╭──
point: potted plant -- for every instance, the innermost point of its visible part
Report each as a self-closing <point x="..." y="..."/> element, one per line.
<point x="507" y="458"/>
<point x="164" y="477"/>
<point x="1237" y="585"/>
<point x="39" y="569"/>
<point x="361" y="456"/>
╰──
Exercise description:
Transcribe each entry exactly as it appears.

Task answer:
point: potted plant -- for every instance, the innermost point of its visible part
Report each as a self-closing <point x="..." y="..."/> element, one per line.
<point x="507" y="458"/>
<point x="164" y="477"/>
<point x="1237" y="585"/>
<point x="39" y="569"/>
<point x="361" y="456"/>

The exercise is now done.